◆ **WHAT THIS TASK INVOLVES**:
Please report each line in the material below that contains the string "alloy".

-- BEGIN --

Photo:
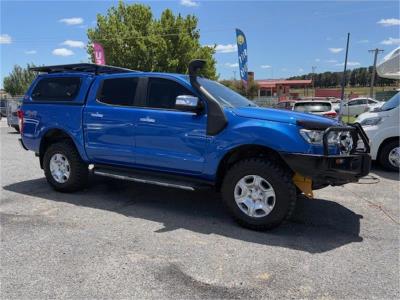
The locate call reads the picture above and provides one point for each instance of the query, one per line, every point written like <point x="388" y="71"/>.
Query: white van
<point x="382" y="127"/>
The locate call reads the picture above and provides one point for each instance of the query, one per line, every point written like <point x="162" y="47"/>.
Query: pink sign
<point x="99" y="57"/>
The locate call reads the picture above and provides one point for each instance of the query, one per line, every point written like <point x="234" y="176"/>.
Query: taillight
<point x="330" y="114"/>
<point x="20" y="115"/>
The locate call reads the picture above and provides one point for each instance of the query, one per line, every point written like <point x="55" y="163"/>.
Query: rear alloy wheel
<point x="259" y="194"/>
<point x="390" y="156"/>
<point x="64" y="168"/>
<point x="60" y="168"/>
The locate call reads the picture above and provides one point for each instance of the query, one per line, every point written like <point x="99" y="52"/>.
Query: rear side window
<point x="118" y="91"/>
<point x="56" y="89"/>
<point x="162" y="93"/>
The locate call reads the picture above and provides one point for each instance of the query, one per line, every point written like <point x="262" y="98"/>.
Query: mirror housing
<point x="188" y="103"/>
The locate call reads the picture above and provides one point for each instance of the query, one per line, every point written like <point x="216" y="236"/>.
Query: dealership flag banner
<point x="99" y="57"/>
<point x="242" y="53"/>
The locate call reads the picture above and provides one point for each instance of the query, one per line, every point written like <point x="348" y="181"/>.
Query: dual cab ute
<point x="187" y="132"/>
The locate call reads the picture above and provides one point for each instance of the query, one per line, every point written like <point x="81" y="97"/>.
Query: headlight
<point x="342" y="139"/>
<point x="371" y="121"/>
<point x="312" y="136"/>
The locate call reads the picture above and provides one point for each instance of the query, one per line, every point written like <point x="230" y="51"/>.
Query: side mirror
<point x="188" y="103"/>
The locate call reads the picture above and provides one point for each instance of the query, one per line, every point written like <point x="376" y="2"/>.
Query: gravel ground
<point x="122" y="240"/>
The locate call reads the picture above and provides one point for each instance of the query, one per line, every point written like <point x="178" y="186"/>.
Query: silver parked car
<point x="322" y="108"/>
<point x="357" y="106"/>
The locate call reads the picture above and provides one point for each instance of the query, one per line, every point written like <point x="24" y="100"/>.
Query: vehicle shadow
<point x="316" y="226"/>
<point x="378" y="170"/>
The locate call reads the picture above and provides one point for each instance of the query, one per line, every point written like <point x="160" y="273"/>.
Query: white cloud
<point x="349" y="64"/>
<point x="391" y="41"/>
<point x="389" y="22"/>
<point x="232" y="65"/>
<point x="62" y="52"/>
<point x="335" y="50"/>
<point x="189" y="3"/>
<point x="72" y="21"/>
<point x="73" y="44"/>
<point x="5" y="39"/>
<point x="228" y="48"/>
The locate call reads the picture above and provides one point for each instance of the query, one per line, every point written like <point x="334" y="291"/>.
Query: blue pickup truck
<point x="186" y="132"/>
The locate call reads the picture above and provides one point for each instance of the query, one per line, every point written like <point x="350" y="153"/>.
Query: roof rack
<point x="83" y="67"/>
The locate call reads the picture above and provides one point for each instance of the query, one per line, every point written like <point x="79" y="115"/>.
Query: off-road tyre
<point x="279" y="178"/>
<point x="384" y="155"/>
<point x="78" y="168"/>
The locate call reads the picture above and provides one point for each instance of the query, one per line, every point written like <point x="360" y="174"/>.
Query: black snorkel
<point x="216" y="120"/>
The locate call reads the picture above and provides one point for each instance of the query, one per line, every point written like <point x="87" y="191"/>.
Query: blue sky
<point x="284" y="38"/>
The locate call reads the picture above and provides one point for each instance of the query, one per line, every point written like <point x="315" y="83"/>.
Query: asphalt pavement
<point x="123" y="240"/>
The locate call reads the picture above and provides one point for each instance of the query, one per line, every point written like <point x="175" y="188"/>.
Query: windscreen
<point x="392" y="103"/>
<point x="312" y="107"/>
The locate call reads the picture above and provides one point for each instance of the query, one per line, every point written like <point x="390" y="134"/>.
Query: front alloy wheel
<point x="255" y="196"/>
<point x="259" y="193"/>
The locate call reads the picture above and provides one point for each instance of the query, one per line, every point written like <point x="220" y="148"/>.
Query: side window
<point x="355" y="102"/>
<point x="56" y="89"/>
<point x="161" y="93"/>
<point x="118" y="91"/>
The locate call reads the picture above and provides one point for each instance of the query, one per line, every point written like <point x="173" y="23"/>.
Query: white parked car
<point x="382" y="128"/>
<point x="322" y="108"/>
<point x="357" y="106"/>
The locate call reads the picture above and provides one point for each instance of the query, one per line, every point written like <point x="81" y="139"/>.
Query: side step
<point x="150" y="178"/>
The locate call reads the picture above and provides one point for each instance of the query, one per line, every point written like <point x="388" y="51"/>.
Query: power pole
<point x="312" y="78"/>
<point x="343" y="83"/>
<point x="376" y="52"/>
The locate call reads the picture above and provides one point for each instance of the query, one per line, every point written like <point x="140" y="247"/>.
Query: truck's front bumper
<point x="329" y="170"/>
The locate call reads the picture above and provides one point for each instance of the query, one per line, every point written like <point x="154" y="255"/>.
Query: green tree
<point x="19" y="80"/>
<point x="133" y="38"/>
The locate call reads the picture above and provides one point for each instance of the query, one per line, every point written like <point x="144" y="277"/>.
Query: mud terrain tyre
<point x="386" y="156"/>
<point x="64" y="169"/>
<point x="259" y="193"/>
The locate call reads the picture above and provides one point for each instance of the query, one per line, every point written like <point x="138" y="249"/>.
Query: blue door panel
<point x="170" y="140"/>
<point x="109" y="134"/>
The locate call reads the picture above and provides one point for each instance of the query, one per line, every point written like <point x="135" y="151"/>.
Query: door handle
<point x="147" y="120"/>
<point x="96" y="115"/>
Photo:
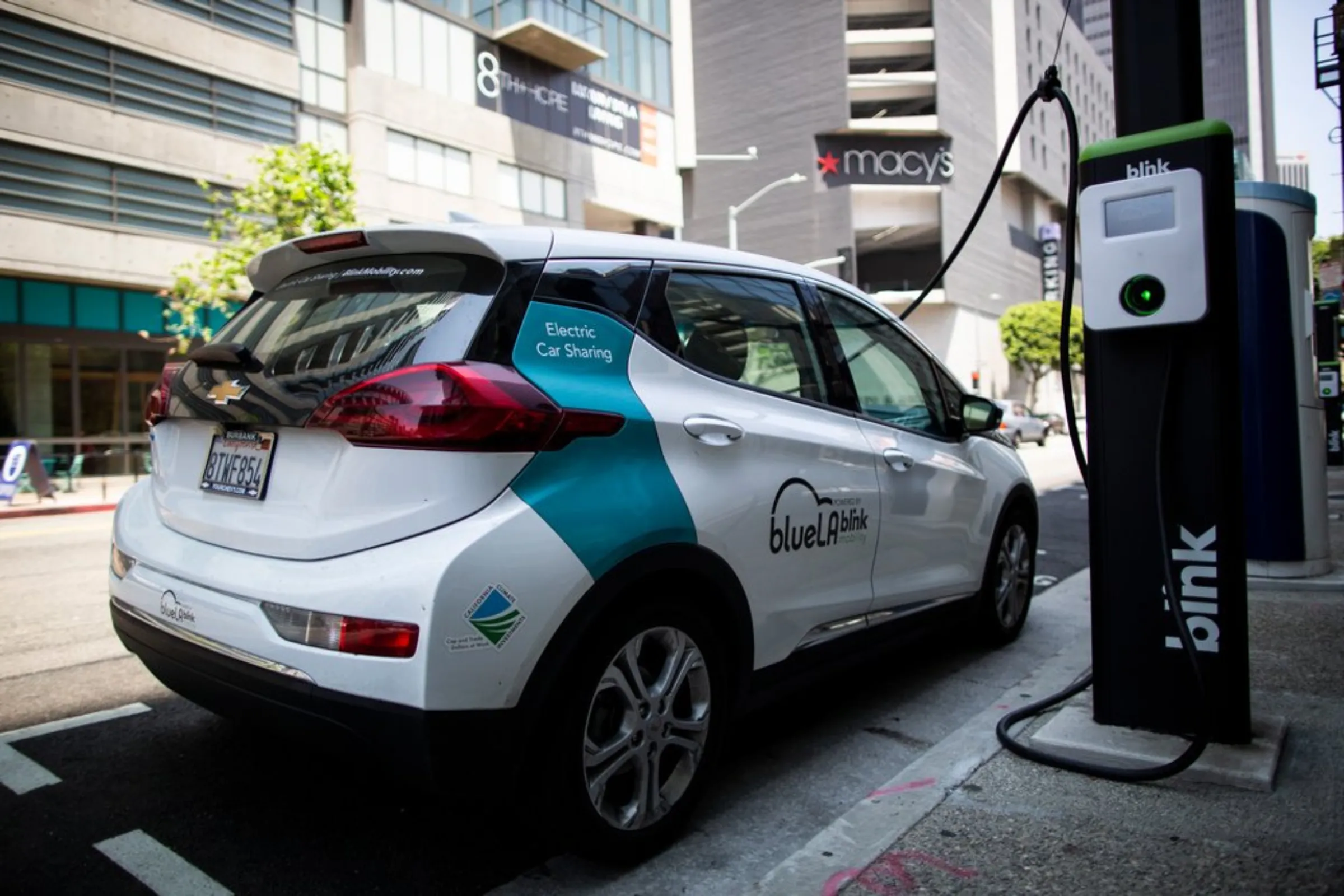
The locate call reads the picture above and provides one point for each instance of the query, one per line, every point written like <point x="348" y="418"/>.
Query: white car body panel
<point x="326" y="497"/>
<point x="431" y="581"/>
<point x="730" y="491"/>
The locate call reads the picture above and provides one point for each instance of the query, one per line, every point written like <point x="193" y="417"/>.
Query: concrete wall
<point x="61" y="250"/>
<point x="772" y="76"/>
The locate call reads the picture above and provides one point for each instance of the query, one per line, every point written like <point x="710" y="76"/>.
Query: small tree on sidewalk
<point x="297" y="191"/>
<point x="1032" y="340"/>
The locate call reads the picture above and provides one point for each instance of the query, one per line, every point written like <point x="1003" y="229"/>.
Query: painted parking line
<point x="159" y="868"/>
<point x="21" y="774"/>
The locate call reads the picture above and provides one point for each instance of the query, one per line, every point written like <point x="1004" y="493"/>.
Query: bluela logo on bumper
<point x="837" y="521"/>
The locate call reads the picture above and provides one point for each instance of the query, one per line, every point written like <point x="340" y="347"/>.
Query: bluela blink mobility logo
<point x="495" y="615"/>
<point x="837" y="523"/>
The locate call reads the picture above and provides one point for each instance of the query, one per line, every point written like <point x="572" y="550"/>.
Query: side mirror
<point x="980" y="414"/>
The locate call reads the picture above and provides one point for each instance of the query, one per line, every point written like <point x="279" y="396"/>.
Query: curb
<point x="869" y="829"/>
<point x="55" y="511"/>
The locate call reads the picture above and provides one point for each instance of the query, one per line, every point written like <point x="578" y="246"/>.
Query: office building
<point x="1238" y="76"/>
<point x="507" y="110"/>
<point x="897" y="110"/>
<point x="1295" y="171"/>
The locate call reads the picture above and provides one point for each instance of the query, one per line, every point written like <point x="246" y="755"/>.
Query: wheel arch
<point x="716" y="589"/>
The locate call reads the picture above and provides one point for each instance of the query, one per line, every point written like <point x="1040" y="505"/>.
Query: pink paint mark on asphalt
<point x="839" y="880"/>
<point x="894" y="866"/>
<point x="901" y="789"/>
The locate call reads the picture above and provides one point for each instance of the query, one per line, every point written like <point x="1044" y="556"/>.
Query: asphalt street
<point x="187" y="801"/>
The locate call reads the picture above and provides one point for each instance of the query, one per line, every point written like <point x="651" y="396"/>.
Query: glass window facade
<point x="77" y="363"/>
<point x="533" y="191"/>
<point x="52" y="183"/>
<point x="64" y="62"/>
<point x="428" y="163"/>
<point x="259" y="19"/>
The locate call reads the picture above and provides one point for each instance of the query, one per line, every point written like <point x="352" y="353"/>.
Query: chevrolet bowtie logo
<point x="226" y="393"/>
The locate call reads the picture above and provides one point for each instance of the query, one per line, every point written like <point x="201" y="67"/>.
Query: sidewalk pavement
<point x="969" y="817"/>
<point x="92" y="493"/>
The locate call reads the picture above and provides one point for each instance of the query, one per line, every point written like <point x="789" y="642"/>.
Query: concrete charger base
<point x="1252" y="766"/>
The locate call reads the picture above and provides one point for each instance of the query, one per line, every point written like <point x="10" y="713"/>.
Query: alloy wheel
<point x="647" y="727"/>
<point x="1015" y="581"/>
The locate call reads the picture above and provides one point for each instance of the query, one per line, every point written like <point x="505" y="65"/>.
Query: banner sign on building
<point x="882" y="159"/>
<point x="1049" y="237"/>
<point x="563" y="102"/>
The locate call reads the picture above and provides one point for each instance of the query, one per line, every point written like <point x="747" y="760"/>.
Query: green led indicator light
<point x="1143" y="296"/>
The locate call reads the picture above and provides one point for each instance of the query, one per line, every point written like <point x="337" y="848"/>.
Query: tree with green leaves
<point x="1326" y="250"/>
<point x="1032" y="340"/>
<point x="299" y="191"/>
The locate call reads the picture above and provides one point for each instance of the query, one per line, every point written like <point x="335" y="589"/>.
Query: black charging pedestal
<point x="1143" y="675"/>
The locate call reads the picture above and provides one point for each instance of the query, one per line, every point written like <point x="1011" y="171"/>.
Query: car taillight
<point x="456" y="408"/>
<point x="344" y="634"/>
<point x="333" y="242"/>
<point x="156" y="403"/>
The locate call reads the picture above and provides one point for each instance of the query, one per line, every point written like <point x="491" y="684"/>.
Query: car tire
<point x="1005" y="600"/>
<point x="671" y="715"/>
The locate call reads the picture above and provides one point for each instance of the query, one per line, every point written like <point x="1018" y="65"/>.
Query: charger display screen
<point x="1141" y="214"/>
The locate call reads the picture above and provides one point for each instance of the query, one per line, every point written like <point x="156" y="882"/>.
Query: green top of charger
<point x="1160" y="137"/>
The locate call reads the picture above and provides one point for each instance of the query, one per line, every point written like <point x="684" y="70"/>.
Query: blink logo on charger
<point x="1139" y="237"/>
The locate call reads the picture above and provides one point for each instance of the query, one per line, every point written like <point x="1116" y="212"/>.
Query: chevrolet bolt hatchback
<point x="519" y="506"/>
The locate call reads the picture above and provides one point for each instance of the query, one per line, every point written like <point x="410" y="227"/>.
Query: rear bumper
<point x="440" y="747"/>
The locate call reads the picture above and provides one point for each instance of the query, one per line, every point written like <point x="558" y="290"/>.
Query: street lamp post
<point x="993" y="297"/>
<point x="736" y="210"/>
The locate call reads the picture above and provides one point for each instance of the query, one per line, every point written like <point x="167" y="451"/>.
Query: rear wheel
<point x="640" y="727"/>
<point x="1010" y="580"/>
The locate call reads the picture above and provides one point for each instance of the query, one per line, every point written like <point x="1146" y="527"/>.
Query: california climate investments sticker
<point x="495" y="618"/>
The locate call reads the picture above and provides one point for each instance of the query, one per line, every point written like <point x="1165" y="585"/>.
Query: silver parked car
<point x="1020" y="423"/>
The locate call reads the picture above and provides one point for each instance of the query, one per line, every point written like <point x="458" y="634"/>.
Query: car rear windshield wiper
<point x="234" y="356"/>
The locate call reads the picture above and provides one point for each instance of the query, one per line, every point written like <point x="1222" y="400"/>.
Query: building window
<point x="420" y="48"/>
<point x="324" y="132"/>
<point x="321" y="53"/>
<point x="429" y="164"/>
<point x="259" y="19"/>
<point x="53" y="183"/>
<point x="533" y="191"/>
<point x="62" y="62"/>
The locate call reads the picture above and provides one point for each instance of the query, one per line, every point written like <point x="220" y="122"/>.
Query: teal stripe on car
<point x="606" y="497"/>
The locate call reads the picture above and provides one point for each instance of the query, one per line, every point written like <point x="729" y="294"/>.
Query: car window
<point x="894" y="381"/>
<point x="748" y="329"/>
<point x="952" y="394"/>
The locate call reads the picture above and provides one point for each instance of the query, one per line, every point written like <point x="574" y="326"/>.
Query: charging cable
<point x="1050" y="90"/>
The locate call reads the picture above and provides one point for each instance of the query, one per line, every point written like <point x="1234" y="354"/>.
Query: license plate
<point x="239" y="464"/>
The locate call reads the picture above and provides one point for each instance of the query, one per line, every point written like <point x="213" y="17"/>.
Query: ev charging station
<point x="1160" y="318"/>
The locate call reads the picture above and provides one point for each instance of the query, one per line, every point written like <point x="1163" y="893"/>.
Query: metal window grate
<point x="54" y="59"/>
<point x="269" y="21"/>
<point x="53" y="183"/>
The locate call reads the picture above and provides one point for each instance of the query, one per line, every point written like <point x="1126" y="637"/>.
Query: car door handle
<point x="898" y="460"/>
<point x="713" y="430"/>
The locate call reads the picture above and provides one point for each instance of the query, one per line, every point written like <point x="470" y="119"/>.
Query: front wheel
<point x="1010" y="580"/>
<point x="640" y="727"/>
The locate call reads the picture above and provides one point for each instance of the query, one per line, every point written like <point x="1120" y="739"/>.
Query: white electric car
<point x="511" y="501"/>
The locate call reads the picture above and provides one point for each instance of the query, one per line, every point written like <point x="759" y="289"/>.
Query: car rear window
<point x="354" y="319"/>
<point x="327" y="328"/>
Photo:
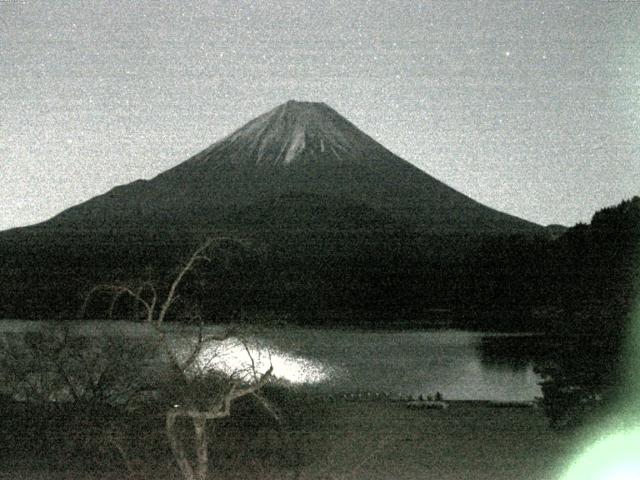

-- END --

◆ **WRITTEN ANSWER**:
Query: rear alloy wheel
Query: front alloy wheel
Query: alloy wheel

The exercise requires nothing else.